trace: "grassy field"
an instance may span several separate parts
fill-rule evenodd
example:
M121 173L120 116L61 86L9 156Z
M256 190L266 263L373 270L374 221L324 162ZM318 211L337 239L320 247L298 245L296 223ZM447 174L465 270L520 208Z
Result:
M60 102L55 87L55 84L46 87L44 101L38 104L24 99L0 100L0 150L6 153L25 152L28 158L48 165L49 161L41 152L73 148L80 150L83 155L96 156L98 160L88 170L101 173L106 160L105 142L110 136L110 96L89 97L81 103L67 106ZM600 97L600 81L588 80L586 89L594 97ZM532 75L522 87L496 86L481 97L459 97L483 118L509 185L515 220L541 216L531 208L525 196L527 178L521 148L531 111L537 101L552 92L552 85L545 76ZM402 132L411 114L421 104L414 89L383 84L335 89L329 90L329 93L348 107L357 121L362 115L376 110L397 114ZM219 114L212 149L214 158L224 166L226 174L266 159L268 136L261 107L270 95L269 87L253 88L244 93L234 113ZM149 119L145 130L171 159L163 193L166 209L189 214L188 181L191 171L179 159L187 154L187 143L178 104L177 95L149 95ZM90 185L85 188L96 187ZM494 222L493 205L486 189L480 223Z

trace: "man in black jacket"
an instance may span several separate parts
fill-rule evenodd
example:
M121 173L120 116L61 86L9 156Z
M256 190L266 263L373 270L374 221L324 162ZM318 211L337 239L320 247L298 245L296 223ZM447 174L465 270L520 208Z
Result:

=-=-=-=-=

WHAT IS EXPECTED:
Your answer should consist of every entry, repeated exactly.

WRITTEN ANSWER:
trace: "grassy field"
an instance may span several separate parts
fill-rule evenodd
example:
M121 173L120 116L61 86L9 156Z
M256 190L266 263L373 270L374 221L324 162ZM318 211L337 239L320 247L298 245L296 223ZM447 174L465 270L520 208Z
Result:
M60 102L55 87L55 84L46 87L44 101L38 104L24 99L0 100L0 150L6 153L25 152L28 158L48 165L49 161L41 152L73 148L80 150L83 155L96 156L98 160L88 170L101 173L106 160L105 142L110 136L110 96L89 97L81 103L67 106ZM600 97L600 81L588 80L586 89L594 97ZM532 75L522 87L496 86L481 97L459 97L483 118L509 185L515 220L541 216L531 208L525 196L527 178L521 148L531 111L537 101L552 92L552 85L545 76ZM402 132L411 114L421 104L414 89L383 84L335 89L329 90L329 93L348 107L357 121L362 115L376 110L397 114ZM219 114L212 149L214 158L224 166L226 174L266 159L268 136L261 107L270 95L269 87L253 88L244 93L234 113ZM149 119L145 130L171 159L163 193L166 209L189 214L188 181L191 171L179 159L187 154L187 143L178 104L177 95L149 95ZM90 185L85 188L96 187ZM494 222L493 205L486 189L480 223Z

trace: "man in black jacket"
an instance may span several separate parts
fill-rule evenodd
example:
M121 173L120 116L61 86L9 156Z
M256 190L266 263L373 270L374 221L324 162ZM318 211L337 239L320 247L298 245L296 223ZM447 174L465 270L520 208Z
Result:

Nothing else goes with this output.